EXTRAIT PRÉSENTÉ:
┌──

Camille Froidevaux-Metterie, un féminisme de l’intime

La professeure de science politique publie début octobre « Le Corps des femmes. La bataille de l’intime » (Philosophie magazine Editeur), dans lequel elle s’attache à redonner sa valeur au corps féminin.
LE MONDE |  Par 

C’est un chemin périlleux que parcourt Camille Froidevaux-Metterie, mais lorsqu’on s’apprête à fêter ses 50 ans, on s’affranchit plus légèrement de certains obstacles – y compris dans le milieu universitaire, pourtant sévère avec les dilettantes.
En « féministe optimiste », elle avance, donc. En dépit de tous ceux – celles, surtout – qui lui feront un procès en légitimité, elle défend sa conviction : après avoir ­gagné à la fin du XIXe siècle la bataille du vote, puis, successivement, celles de la procréation, du travail, de la famille et du genre, le féminisme occidental est entré au tournant du millénaire dans une nouvelle phase, qu’elle nomme son « tournant génital ». Une thèse qu’elle développe dans Le Corps des femmes. La bataille de l’intime (Philosophie magazine Editeur, à paraître le 4 octobre), et dont la ­coloration phénoménologique teintait déjà son précédent ouvrage, La Révolution du féminin (NRF Gallimard, 2015).

└──

CONSIGNE A: Transcrivez le passage de l'extrait présenté qui commence à « LE MONDE |  Par » et se termine à « avec les dilettantes. ».

ENREGISTREMENTS:
┌──

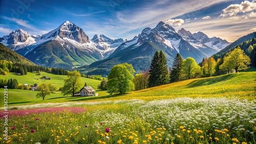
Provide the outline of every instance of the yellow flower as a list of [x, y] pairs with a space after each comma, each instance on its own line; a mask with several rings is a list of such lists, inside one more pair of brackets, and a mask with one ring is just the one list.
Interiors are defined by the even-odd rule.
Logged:
[[232, 141], [234, 141], [238, 142], [239, 142], [238, 139], [237, 139], [236, 138], [232, 138]]
[[129, 138], [130, 139], [133, 139], [133, 138], [134, 138], [134, 137], [133, 137], [133, 136], [129, 136]]

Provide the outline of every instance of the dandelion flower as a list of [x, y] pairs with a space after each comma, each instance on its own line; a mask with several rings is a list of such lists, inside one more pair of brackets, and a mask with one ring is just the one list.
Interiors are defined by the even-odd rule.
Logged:
[[106, 132], [110, 132], [110, 128], [105, 128], [105, 131]]

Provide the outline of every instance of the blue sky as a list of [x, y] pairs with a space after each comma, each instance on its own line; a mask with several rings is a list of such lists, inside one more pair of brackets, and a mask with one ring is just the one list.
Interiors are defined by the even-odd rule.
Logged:
[[[75, 2], [73, 2], [75, 1]], [[44, 34], [65, 21], [92, 38], [130, 39], [160, 21], [232, 42], [256, 31], [256, 1], [0, 0], [0, 37], [22, 29]]]

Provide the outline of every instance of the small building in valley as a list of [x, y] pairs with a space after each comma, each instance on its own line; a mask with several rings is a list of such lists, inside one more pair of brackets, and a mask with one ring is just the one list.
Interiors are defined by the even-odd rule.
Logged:
[[95, 96], [95, 92], [96, 90], [91, 86], [84, 86], [80, 90], [80, 95], [81, 97]]

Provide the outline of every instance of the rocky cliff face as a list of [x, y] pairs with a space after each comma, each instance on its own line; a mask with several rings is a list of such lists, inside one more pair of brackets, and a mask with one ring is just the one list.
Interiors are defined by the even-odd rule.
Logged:
[[11, 32], [7, 40], [8, 44], [17, 44], [18, 42], [24, 42], [27, 41], [28, 38], [31, 37], [31, 35], [28, 32], [22, 30], [18, 29]]
[[90, 43], [89, 37], [83, 30], [74, 23], [67, 21], [63, 23], [58, 30], [58, 35], [61, 38], [63, 37], [73, 39], [80, 43]]

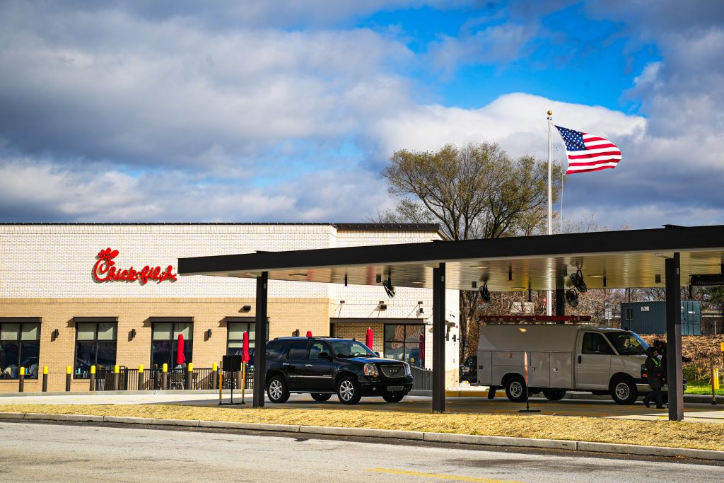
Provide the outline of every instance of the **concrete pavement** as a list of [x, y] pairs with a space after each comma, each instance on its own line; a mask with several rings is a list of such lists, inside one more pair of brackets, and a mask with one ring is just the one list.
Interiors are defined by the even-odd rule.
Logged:
[[724, 466], [311, 435], [0, 422], [12, 482], [724, 481]]
[[[251, 395], [247, 395], [247, 407], [251, 406]], [[235, 401], [241, 400], [240, 395], [234, 395]], [[224, 402], [229, 402], [229, 394], [224, 394]], [[49, 396], [6, 396], [0, 398], [0, 404], [181, 404], [199, 406], [216, 406], [216, 394], [127, 394], [96, 395], [49, 395]], [[267, 407], [300, 409], [337, 409], [348, 410], [350, 406], [340, 404], [335, 396], [329, 401], [319, 403], [308, 395], [292, 395], [285, 404], [272, 404]], [[665, 420], [666, 410], [647, 408], [639, 403], [633, 406], [620, 406], [607, 400], [563, 400], [549, 401], [543, 398], [531, 398], [531, 406], [540, 409], [542, 414], [558, 416], [583, 416], [589, 417], [620, 418], [628, 419]], [[243, 406], [224, 406], [239, 408]], [[446, 408], [450, 413], [515, 414], [523, 408], [524, 404], [511, 403], [505, 398], [489, 400], [486, 398], [449, 398]], [[685, 405], [684, 420], [693, 422], [724, 423], [724, 406], [710, 404]], [[385, 403], [381, 398], [365, 398], [355, 409], [367, 411], [402, 411], [408, 412], [429, 412], [431, 409], [429, 398], [408, 396], [400, 403]]]

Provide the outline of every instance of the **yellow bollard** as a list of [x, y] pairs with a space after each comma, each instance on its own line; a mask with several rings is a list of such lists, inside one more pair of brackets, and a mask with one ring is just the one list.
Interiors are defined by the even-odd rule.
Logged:
[[143, 364], [138, 364], [138, 382], [136, 383], [136, 389], [139, 391], [143, 390]]
[[90, 366], [90, 378], [88, 380], [90, 387], [88, 388], [91, 392], [96, 390], [96, 364]]
[[20, 392], [22, 392], [25, 390], [25, 368], [22, 366], [20, 366], [20, 374], [18, 379], [20, 379], [20, 386], [18, 387], [17, 390]]
[[193, 363], [188, 363], [188, 367], [186, 371], [186, 389], [194, 389], [193, 387]]
[[43, 392], [48, 392], [48, 366], [43, 366], [43, 388], [42, 391]]
[[717, 390], [719, 389], [719, 369], [712, 368], [712, 405], [717, 403]]

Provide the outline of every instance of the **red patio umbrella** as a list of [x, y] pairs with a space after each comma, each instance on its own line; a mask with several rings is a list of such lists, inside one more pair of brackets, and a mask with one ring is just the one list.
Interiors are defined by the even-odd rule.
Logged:
[[241, 361], [245, 364], [249, 361], [249, 332], [244, 332], [244, 342], [241, 345]]
[[372, 333], [372, 329], [367, 327], [367, 336], [365, 337], [364, 345], [371, 349], [374, 339], [374, 335]]
[[183, 335], [179, 334], [179, 342], [176, 346], [176, 365], [182, 366], [186, 362], [186, 356], [183, 353]]

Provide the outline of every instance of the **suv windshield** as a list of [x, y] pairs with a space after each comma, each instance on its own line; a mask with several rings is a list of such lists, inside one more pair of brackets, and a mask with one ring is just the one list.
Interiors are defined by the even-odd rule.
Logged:
[[645, 354], [649, 344], [631, 332], [607, 332], [606, 337], [621, 356]]
[[330, 340], [338, 357], [376, 357], [369, 347], [356, 340]]

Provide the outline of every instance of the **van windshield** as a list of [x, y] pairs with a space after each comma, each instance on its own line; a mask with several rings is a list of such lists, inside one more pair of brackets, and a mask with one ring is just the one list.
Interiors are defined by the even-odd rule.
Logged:
[[645, 354], [649, 344], [632, 332], [606, 332], [606, 337], [620, 356]]

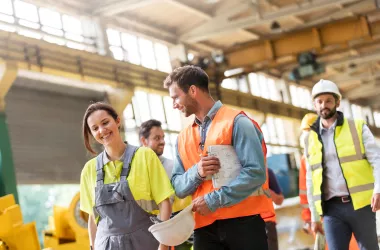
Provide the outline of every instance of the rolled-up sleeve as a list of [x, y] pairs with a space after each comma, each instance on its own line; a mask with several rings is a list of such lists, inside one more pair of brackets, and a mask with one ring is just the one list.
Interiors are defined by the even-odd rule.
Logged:
[[198, 186], [203, 182], [203, 179], [198, 174], [197, 164], [185, 171], [178, 152], [178, 140], [175, 148], [176, 155], [171, 183], [175, 190], [175, 194], [179, 198], [185, 198], [186, 196], [192, 195], [197, 190]]
[[248, 117], [238, 115], [235, 118], [232, 144], [242, 170], [228, 186], [222, 186], [205, 195], [205, 201], [211, 211], [241, 202], [264, 184], [266, 171], [262, 139], [262, 133]]

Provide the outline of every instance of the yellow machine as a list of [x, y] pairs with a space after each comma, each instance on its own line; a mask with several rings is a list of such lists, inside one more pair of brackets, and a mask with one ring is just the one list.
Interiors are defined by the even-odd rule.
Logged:
[[0, 250], [40, 250], [35, 222], [24, 224], [13, 195], [0, 197]]
[[50, 229], [44, 232], [45, 250], [87, 250], [87, 221], [88, 215], [79, 209], [79, 192], [69, 208], [54, 206]]

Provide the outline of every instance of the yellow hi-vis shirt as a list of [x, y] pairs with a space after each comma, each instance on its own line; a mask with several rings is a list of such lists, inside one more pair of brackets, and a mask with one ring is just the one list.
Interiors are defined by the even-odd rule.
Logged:
[[[105, 184], [120, 181], [122, 161], [110, 161], [103, 168]], [[149, 213], [157, 214], [158, 204], [174, 194], [165, 169], [150, 148], [136, 151], [127, 180], [137, 204]], [[80, 209], [90, 215], [95, 206], [95, 186], [96, 157], [86, 163], [80, 180]]]

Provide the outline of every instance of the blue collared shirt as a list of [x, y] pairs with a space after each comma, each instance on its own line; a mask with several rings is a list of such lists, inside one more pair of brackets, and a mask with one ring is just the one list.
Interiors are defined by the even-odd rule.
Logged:
[[[204, 145], [210, 125], [222, 107], [220, 101], [216, 102], [206, 115], [203, 123], [195, 119], [194, 126], [199, 127], [201, 144]], [[260, 188], [266, 180], [264, 154], [261, 147], [262, 133], [253, 125], [245, 115], [238, 115], [234, 119], [232, 146], [242, 165], [239, 176], [228, 186], [222, 186], [205, 195], [205, 201], [211, 211], [221, 207], [229, 207], [247, 198]], [[198, 145], [197, 145], [198, 147]], [[193, 194], [204, 181], [197, 170], [197, 164], [185, 171], [176, 145], [176, 157], [171, 182], [176, 195], [184, 198]]]

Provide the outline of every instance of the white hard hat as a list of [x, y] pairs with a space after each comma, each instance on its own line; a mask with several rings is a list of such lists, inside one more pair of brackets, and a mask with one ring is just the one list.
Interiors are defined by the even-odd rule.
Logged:
[[192, 213], [193, 205], [187, 206], [170, 220], [154, 224], [149, 232], [166, 246], [178, 246], [185, 242], [194, 231], [195, 221]]
[[335, 94], [338, 96], [339, 100], [342, 99], [342, 95], [340, 94], [336, 84], [329, 80], [319, 80], [319, 82], [314, 85], [313, 90], [311, 91], [311, 98], [314, 100], [316, 96], [323, 93]]

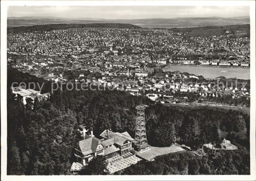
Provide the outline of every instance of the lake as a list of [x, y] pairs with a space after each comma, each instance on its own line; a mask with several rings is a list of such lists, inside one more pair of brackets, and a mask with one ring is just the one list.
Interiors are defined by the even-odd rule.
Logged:
[[226, 78], [250, 79], [250, 69], [248, 68], [169, 65], [163, 68], [163, 70], [164, 72], [180, 70], [181, 72], [203, 76], [205, 78], [216, 78], [222, 76]]

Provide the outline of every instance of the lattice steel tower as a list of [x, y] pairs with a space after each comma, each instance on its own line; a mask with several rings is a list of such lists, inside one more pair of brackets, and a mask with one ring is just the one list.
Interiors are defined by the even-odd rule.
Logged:
[[136, 107], [137, 119], [134, 145], [135, 149], [140, 152], [143, 152], [150, 150], [150, 146], [147, 144], [146, 135], [144, 114], [145, 109], [145, 106], [141, 105]]

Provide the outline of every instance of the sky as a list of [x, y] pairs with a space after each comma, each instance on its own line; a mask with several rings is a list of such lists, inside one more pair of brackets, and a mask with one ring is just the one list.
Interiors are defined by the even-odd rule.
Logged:
[[249, 6], [9, 6], [7, 16], [106, 19], [249, 16]]

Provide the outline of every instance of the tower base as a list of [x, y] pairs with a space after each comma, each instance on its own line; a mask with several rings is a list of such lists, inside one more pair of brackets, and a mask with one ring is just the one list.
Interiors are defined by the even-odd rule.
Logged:
[[149, 145], [146, 145], [140, 148], [137, 146], [135, 146], [135, 149], [138, 152], [142, 153], [151, 150], [151, 149], [150, 149], [151, 146]]

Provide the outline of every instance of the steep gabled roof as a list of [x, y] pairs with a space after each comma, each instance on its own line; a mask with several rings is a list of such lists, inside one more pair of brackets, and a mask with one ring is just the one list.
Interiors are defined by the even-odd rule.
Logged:
[[102, 144], [101, 141], [95, 138], [89, 138], [79, 141], [78, 145], [79, 146], [82, 153], [86, 155], [95, 153], [97, 147]]
[[111, 138], [110, 139], [106, 139], [102, 141], [102, 145], [104, 147], [106, 147], [111, 145], [113, 145], [114, 143], [114, 138]]
[[[123, 135], [120, 133], [114, 133], [110, 131], [108, 131], [109, 132], [108, 134], [108, 130], [105, 130], [100, 134], [100, 136], [104, 138], [105, 139], [114, 138], [114, 143], [118, 145], [122, 145], [124, 144], [124, 142], [127, 139], [128, 139], [124, 138], [124, 136], [122, 136], [122, 135]], [[119, 134], [119, 135], [118, 135], [118, 134]]]

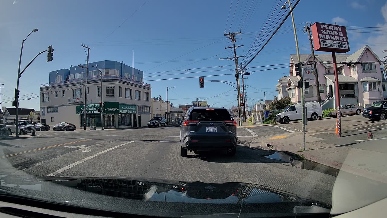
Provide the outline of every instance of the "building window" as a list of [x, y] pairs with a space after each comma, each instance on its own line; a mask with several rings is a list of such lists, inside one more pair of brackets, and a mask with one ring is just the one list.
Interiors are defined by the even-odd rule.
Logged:
[[320, 93], [324, 93], [324, 87], [320, 86], [319, 87], [319, 92]]
[[125, 97], [128, 99], [132, 99], [132, 89], [125, 88]]
[[58, 112], [57, 107], [47, 107], [47, 113], [57, 113], [57, 112]]
[[75, 99], [82, 97], [82, 89], [76, 88], [73, 90], [73, 99]]
[[55, 83], [58, 83], [62, 82], [62, 75], [58, 75], [55, 77]]
[[137, 107], [139, 112], [149, 112], [151, 111], [149, 106], [137, 106]]
[[149, 92], [144, 92], [144, 101], [149, 101]]
[[106, 96], [109, 97], [114, 96], [114, 87], [106, 87]]
[[141, 91], [136, 90], [134, 95], [135, 98], [138, 100], [141, 100]]
[[[367, 84], [368, 84], [367, 87]], [[368, 90], [367, 88], [368, 88]], [[380, 87], [379, 83], [377, 82], [363, 82], [363, 91], [369, 92], [370, 91], [380, 91]]]
[[[136, 116], [136, 114], [134, 114]], [[118, 126], [130, 126], [132, 125], [132, 114], [118, 114]]]
[[363, 82], [363, 92], [367, 92], [368, 91], [368, 89], [367, 88], [367, 86], [368, 85], [368, 83], [367, 82]]
[[42, 93], [42, 101], [43, 102], [47, 102], [50, 100], [48, 97], [48, 93]]

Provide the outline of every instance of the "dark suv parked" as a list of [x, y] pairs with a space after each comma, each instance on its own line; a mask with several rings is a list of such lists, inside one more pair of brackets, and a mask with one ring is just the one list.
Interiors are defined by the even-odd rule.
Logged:
[[190, 107], [180, 128], [180, 155], [188, 150], [224, 150], [232, 156], [236, 152], [236, 122], [223, 107]]
[[148, 127], [152, 126], [159, 127], [161, 126], [167, 126], [167, 120], [164, 117], [154, 117], [148, 121]]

└──

CONSIGNE B: Extrayez telles quelles les lignes des enregistrements qui commencent à celle contenant « Provide the outline of every instance of the blue sky » et se terminent à celle contenant « 39], [80, 43]] », ces deux lignes comprises.

RÉPONSE COMPLÈTE A:
LE MONDE |  Par 

C’est un chemin périlleux que parcourt Camille Froidevaux-Metterie, mais lorsqu’on s’apprête à fêter ses 50 ans, on s’affranchit plus légèrement de certains obstacles – y compris dans le milieu universitaire, pourtant sévère avec les dilettantes.

RÉPONSE COMPLÈTE B:
Provide the outline of every instance of the blue sky as a list of [x, y] pairs with a space after each comma, each instance on its own line; a mask with several rings is a list of such lists, inside one more pair of brackets, and a mask with one ring is just the one list.
Interiors are defined by the even-odd rule.
Logged:
[[[75, 2], [73, 2], [75, 1]], [[44, 34], [65, 21], [92, 38], [130, 39], [160, 21], [232, 42], [256, 31], [256, 1], [0, 0], [0, 37], [22, 29]]]

Provide the outline of every instance of the small building in valley as a list of [x, y] pairs with a space after each comma, each instance on its own line; a mask with several rings is a list of such lists, inside one more pair of brackets, and a mask with one ring is just the one list.
Interiors are defined by the even-odd rule.
Logged:
[[95, 96], [95, 92], [96, 90], [91, 86], [84, 86], [80, 90], [80, 95], [81, 97]]

Provide the outline of every instance of the rocky cliff face as a list of [x, y] pairs with a space after each comma, each instance on its own line; a mask with several rings is a list of such lists, inside one more pair of brackets, and a mask with one ring is just the one list.
Interiors are defined by the even-odd rule.
Logged:
[[11, 32], [7, 40], [8, 44], [17, 44], [18, 42], [24, 42], [27, 41], [28, 38], [31, 37], [31, 35], [28, 32], [22, 30], [18, 29]]
[[90, 43], [89, 37], [83, 30], [74, 23], [67, 21], [63, 23], [58, 30], [58, 35], [61, 38], [63, 37], [73, 39], [80, 43]]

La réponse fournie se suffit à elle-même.